• SOURCE PASSAGE:
----------------------------------------

Purified water, such as reverse osmosis (RO) or deionized (DI) water contains few to no ions. Therefore, it is very different from soft or hard water in how it relates to cleaner baths. Since there is a dearth of Total Dissolved Solids (TDS) contained in the solution, purified water does not inhibit saponification or increase the amount of sludge in the bottom of a cleaner. With purified water, cleaner softening is not a concern nor is issues with ensuring the cleaner is contained within the solution. However, purified water is the most expensive of the three water options. It is much more expensive than hard water, and is even more expensive than softened water.

Cost

The cost of purified water is its constant downfall. Were it as cheap as hard water, there would be absolutely no reason to use anything else. Because of this, purified water rinse tanks are not much more than a nice thought for many platers.

Purified water is truly ideal for rinse tanks, since it will add next to zero to the process and will readily accept soils/soaps from the surface of a part. However, there are methods to maximize rinsing with non-purified water, such as counter flow the rinse tanks. The effect of this practice would be amplified in a rinse containing purified water.

----------------------------------------

• JOB: Decide whether each statement agrees with the passage on purified water, answering yes or no and quoting the deciding words: 1. Purified water costs less than softened water. 2. Purified water does not add to the sludge at the bottom of a cleaner. 3. Counter flow of the rinse tanks is one way to get the most out of rinsing with non-purified water. The lines that come next aren't needed.

Entries pointing to named objects
----------------------------------------

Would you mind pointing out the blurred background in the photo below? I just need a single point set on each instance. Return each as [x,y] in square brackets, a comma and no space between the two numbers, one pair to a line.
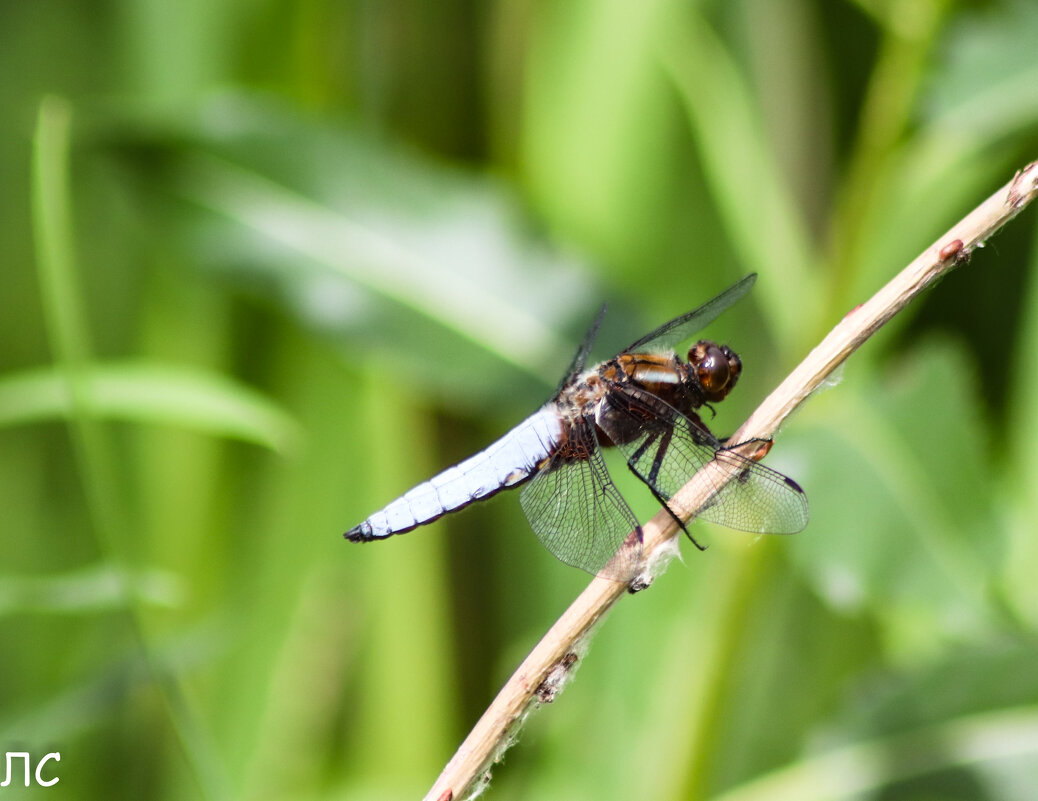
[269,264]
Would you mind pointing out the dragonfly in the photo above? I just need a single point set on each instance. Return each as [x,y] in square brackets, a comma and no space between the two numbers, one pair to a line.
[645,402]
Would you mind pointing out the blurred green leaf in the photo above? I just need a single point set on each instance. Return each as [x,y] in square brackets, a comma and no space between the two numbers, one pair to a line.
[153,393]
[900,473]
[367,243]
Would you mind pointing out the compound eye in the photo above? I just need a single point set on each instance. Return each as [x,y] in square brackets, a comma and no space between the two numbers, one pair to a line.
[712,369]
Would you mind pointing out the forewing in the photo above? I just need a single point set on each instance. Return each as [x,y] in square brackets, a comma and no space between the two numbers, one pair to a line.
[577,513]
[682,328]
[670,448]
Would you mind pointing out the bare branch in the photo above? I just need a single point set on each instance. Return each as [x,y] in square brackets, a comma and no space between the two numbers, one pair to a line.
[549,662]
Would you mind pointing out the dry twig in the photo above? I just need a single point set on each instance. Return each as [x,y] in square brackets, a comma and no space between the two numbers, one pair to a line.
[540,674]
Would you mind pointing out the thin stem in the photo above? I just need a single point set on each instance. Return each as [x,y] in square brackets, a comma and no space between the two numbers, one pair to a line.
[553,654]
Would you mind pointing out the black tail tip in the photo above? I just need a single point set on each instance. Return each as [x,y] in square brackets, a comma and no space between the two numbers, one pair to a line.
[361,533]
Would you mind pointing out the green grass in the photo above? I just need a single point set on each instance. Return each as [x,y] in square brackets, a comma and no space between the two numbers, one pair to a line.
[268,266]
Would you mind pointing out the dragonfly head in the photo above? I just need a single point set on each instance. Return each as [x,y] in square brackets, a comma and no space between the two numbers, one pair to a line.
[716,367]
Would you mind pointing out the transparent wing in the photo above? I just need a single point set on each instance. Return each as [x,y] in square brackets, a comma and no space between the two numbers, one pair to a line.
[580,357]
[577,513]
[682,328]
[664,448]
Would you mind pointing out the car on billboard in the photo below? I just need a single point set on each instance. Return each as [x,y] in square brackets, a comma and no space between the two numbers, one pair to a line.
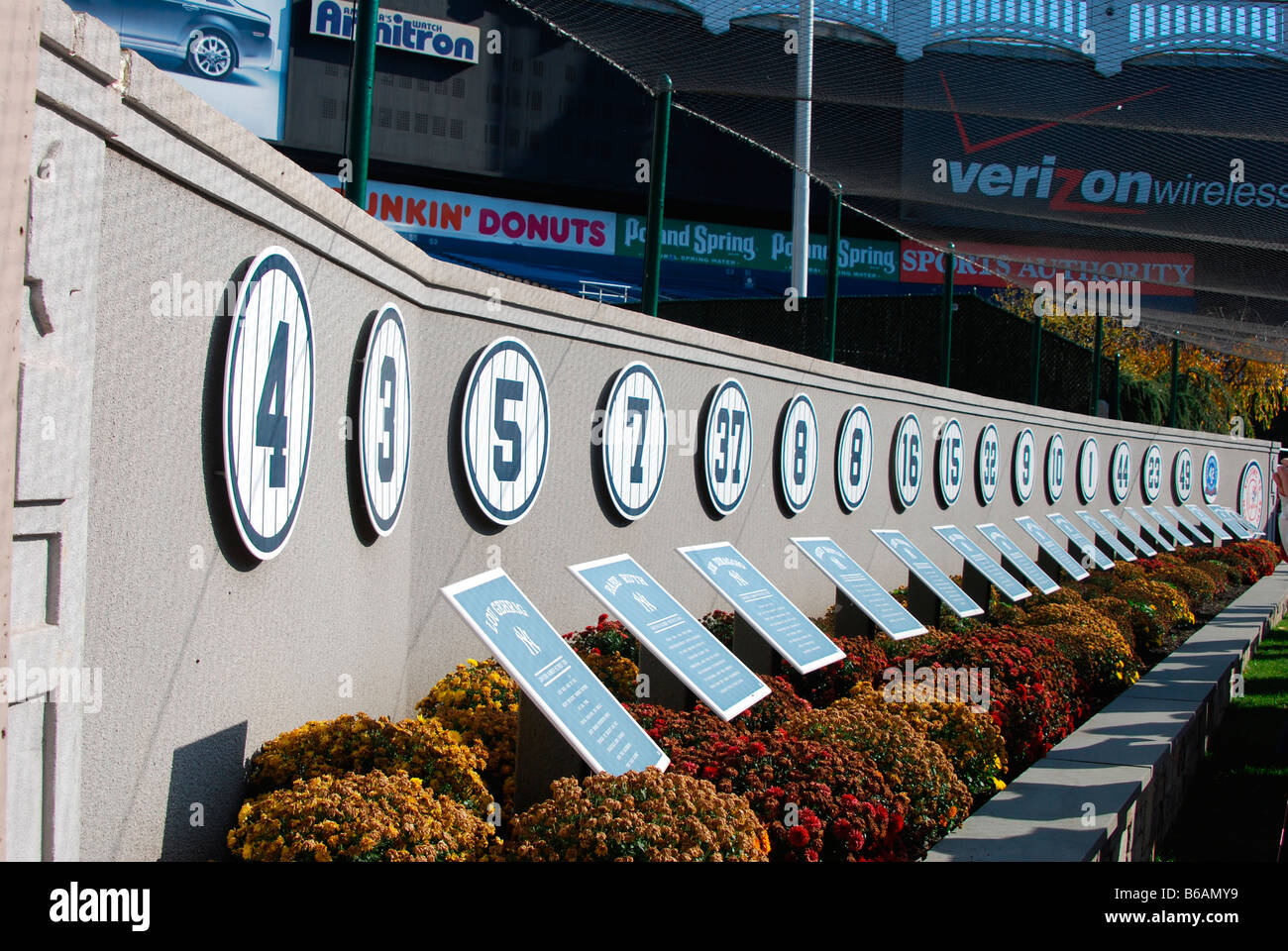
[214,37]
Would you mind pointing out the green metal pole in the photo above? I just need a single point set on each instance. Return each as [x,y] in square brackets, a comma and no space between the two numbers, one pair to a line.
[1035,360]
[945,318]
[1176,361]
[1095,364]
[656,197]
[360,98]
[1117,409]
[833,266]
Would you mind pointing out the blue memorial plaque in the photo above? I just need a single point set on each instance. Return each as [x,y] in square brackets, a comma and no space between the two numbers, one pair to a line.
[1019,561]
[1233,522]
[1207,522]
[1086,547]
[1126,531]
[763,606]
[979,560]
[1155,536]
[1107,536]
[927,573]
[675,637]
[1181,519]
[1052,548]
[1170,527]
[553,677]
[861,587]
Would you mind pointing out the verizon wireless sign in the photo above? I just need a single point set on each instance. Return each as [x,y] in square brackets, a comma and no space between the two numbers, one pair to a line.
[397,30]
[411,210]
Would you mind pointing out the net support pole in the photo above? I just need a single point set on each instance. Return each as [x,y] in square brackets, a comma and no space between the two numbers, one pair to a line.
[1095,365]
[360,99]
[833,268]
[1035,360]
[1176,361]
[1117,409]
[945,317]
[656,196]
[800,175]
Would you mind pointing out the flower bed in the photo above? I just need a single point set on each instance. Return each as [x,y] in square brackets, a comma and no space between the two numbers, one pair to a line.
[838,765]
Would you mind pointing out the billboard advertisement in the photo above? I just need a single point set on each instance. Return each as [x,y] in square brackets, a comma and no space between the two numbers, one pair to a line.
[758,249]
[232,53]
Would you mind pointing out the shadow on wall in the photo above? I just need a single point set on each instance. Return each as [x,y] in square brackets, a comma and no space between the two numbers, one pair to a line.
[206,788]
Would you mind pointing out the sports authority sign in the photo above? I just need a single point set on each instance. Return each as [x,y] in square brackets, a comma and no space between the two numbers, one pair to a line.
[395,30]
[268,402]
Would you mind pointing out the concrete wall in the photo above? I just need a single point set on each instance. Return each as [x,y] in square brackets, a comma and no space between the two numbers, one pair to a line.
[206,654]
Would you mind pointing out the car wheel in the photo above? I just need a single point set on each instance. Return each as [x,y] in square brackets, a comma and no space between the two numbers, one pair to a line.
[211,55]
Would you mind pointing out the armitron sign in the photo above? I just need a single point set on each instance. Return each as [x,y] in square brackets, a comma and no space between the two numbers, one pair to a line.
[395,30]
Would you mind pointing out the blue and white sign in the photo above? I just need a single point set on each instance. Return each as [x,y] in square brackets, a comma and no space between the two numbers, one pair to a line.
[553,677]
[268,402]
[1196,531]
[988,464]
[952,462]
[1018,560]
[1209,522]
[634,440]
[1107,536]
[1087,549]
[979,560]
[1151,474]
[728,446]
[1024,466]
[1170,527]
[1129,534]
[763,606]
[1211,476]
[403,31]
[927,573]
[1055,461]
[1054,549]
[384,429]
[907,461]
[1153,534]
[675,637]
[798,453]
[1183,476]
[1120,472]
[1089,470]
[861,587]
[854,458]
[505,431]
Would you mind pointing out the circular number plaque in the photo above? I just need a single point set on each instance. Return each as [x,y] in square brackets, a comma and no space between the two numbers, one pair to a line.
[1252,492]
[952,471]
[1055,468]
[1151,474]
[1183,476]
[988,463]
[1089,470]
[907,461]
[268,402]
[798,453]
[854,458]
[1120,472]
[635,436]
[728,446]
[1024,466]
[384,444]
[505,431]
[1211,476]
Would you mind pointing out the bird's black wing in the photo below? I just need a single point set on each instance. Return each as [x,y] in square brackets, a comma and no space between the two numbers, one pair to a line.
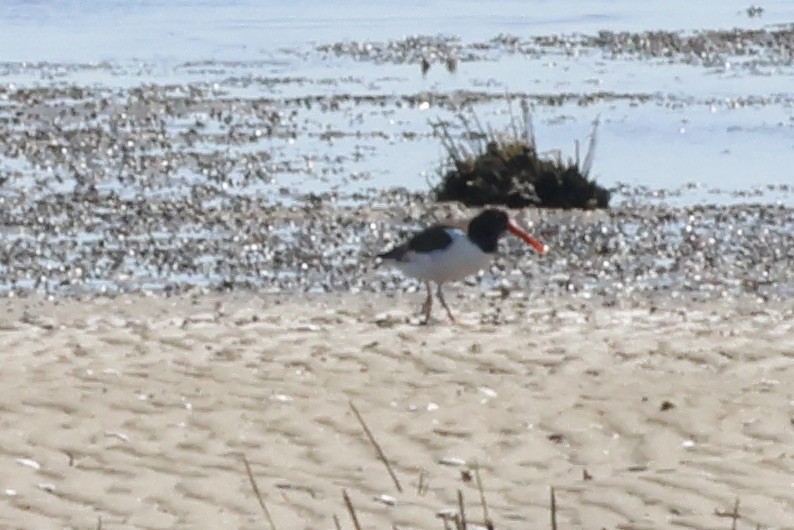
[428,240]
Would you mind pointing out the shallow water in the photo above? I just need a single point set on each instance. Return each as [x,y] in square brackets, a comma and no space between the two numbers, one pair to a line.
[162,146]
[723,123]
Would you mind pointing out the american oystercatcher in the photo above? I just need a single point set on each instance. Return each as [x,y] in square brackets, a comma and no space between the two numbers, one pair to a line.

----------------------------------------

• ANSWER TO THE TASK:
1. No: "is even more expensive than softened water."
2. Yes: "purified water does not inhibit saponification or increase the amount of sludge in the bottom of a cleaner."
3. Yes: "there are methods to maximize rinsing with non-purified water, such as counter flow the rinse tanks."